'''

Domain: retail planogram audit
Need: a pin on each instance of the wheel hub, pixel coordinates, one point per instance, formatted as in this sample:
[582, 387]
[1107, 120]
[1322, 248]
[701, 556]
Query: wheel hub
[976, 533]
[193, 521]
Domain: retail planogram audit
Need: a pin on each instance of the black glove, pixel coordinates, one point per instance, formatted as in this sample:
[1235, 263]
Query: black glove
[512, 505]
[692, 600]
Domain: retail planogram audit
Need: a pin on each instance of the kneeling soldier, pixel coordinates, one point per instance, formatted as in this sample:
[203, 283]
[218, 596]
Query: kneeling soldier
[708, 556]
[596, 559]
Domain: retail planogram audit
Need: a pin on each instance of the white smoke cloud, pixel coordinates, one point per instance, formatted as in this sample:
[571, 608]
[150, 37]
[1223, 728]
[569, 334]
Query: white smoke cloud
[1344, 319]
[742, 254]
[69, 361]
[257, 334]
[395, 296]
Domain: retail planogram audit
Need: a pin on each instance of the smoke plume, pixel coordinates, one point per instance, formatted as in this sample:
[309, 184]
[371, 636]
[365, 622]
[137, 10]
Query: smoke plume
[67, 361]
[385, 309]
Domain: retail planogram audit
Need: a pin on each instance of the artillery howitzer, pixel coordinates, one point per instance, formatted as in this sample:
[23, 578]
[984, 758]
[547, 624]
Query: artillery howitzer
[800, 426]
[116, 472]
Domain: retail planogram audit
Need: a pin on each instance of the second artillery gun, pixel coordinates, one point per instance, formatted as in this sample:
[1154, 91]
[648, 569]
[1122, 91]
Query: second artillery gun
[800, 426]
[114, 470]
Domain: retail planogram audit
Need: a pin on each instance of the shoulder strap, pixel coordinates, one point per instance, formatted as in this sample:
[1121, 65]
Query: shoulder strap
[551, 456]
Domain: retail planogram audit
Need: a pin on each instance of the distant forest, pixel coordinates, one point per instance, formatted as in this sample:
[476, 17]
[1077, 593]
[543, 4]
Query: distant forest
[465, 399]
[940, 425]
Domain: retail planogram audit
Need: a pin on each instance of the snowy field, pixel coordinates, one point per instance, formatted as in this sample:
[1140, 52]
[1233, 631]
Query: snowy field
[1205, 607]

'''

## Task details
Every entry above should be retyped exactly as shown.

## Solution to this exercise
Domain: retail planogram audit
Need: a pin on each instance of the wheel hub, pixel coordinates, one point per instance, formatted as in this sample:
[582, 387]
[1107, 120]
[1322, 248]
[701, 556]
Query: wheel hub
[976, 533]
[193, 521]
Domain: retail planogram audit
Need: a pin on each instance of the black glove, pixel coordinates, one point per instance, formatted as in this sample:
[1235, 263]
Query: black glove
[512, 505]
[692, 600]
Domain: retail planogram audit
Need: a pin on each instance of the kneeling soldier, pixel coordinates, one point per instance, formatted as in this sample:
[203, 283]
[218, 596]
Query: kneeling soldier
[708, 556]
[596, 559]
Domain: retail planogram audit
Need: a pin on each instance of the white smoke cloud, pixel coordinates, one point per instance, formatted as in this sample:
[571, 608]
[150, 37]
[1223, 728]
[569, 334]
Query: white smoke cloud
[1344, 319]
[742, 254]
[69, 361]
[257, 334]
[395, 296]
Domain: retail planogram audit
Need: a pin on each instance of the smoke plume, pixel coordinates, one point per instance, formatted as in this sample:
[309, 184]
[371, 636]
[365, 622]
[137, 10]
Query: smoke plume
[67, 361]
[385, 309]
Domain: retail planogram audit
Need: a pin on each instance of the artillery howitzer, pixel coordinates, one point per instance, formatted as in this sample:
[23, 578]
[984, 758]
[547, 624]
Query: artillery howitzer
[800, 426]
[116, 472]
Domain: retail planogram audit
Need: a pin on each instance of the second artillery gun, pixel coordinates, one point per instance, formatted as in this sample:
[1154, 91]
[648, 569]
[1122, 91]
Query: second artillery gun
[800, 426]
[114, 470]
Domain: retail planogram audit
Need: a pin on each instance of the shoulder strap, pixel coordinates, one point per instance, formatted as in this sample:
[1121, 65]
Query: shoulder strap
[551, 456]
Domain: retail planogram audit
Need: a pin on each instance of the distant forest, pixel coordinates, one point per instance, formatted as in this sample:
[476, 17]
[1077, 593]
[543, 4]
Query: distant forest
[465, 399]
[940, 425]
Domain: retail planogram audit
Need: a pin on each instance of the snowy field, pixel coordinates, one point per instance, formatted as in this sample:
[1140, 52]
[1233, 631]
Query: snowy field
[1205, 607]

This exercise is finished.